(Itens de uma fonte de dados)

──────────

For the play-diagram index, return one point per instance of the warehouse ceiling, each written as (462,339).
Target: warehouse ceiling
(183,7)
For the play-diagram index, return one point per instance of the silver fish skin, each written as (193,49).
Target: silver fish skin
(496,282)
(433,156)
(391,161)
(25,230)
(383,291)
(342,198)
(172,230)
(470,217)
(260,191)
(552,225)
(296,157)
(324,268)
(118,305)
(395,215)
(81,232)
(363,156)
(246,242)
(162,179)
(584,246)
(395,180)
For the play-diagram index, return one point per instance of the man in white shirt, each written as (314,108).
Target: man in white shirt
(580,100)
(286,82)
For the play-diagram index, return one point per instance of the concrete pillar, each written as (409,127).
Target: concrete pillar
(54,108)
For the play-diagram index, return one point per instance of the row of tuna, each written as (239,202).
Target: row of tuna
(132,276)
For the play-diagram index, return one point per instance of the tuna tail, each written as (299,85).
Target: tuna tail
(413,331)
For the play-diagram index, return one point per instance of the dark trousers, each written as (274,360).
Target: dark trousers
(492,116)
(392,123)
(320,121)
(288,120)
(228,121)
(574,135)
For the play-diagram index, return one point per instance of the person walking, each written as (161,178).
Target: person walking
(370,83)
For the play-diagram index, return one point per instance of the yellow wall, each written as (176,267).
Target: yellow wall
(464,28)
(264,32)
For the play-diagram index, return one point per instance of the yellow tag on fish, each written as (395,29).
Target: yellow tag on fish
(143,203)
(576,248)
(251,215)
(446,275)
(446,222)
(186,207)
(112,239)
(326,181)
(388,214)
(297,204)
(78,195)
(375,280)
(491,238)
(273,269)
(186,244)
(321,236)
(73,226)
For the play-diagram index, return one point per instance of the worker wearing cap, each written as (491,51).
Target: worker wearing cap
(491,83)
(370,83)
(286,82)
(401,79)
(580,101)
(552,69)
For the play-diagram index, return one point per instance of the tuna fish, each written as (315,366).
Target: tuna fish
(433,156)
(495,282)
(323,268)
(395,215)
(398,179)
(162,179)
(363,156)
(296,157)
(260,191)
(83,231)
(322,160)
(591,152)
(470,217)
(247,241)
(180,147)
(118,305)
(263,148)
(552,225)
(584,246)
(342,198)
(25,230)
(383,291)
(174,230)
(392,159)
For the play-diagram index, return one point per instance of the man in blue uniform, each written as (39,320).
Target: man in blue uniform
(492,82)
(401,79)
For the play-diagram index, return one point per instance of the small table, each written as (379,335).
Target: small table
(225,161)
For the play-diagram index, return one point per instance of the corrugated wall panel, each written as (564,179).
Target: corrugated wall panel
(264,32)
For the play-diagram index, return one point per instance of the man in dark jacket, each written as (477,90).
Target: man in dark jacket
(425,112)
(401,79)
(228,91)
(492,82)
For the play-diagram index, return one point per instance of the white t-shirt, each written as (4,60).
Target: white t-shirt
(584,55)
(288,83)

──────────

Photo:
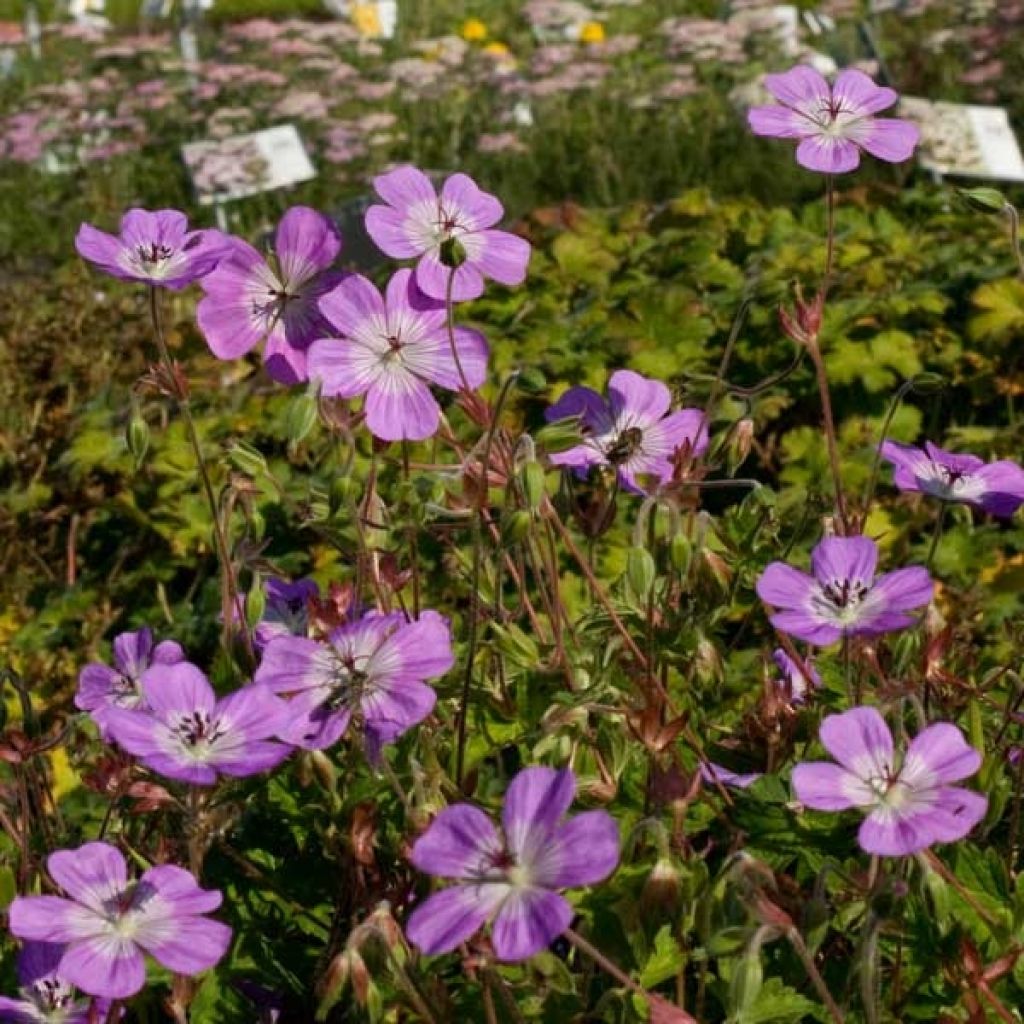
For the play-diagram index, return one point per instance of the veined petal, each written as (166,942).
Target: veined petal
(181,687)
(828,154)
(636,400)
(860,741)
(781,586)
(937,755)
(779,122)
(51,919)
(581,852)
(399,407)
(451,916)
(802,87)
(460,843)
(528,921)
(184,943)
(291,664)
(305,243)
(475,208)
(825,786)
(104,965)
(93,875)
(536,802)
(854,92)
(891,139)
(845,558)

──────────

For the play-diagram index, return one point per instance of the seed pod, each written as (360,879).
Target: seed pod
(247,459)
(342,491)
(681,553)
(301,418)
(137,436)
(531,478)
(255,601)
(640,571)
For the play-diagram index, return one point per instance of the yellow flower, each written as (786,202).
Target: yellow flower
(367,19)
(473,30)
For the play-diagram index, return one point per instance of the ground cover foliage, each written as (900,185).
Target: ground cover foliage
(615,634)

──────────

• A tarefa
Identifique todas as linhas dos registros em que aparece a palavra "cover" e copie cada uma delas.

• Resposta completa
For the play-diagram index, return one point per instance of the ground cover foliage, each written as (900,185).
Target: ground cover foliage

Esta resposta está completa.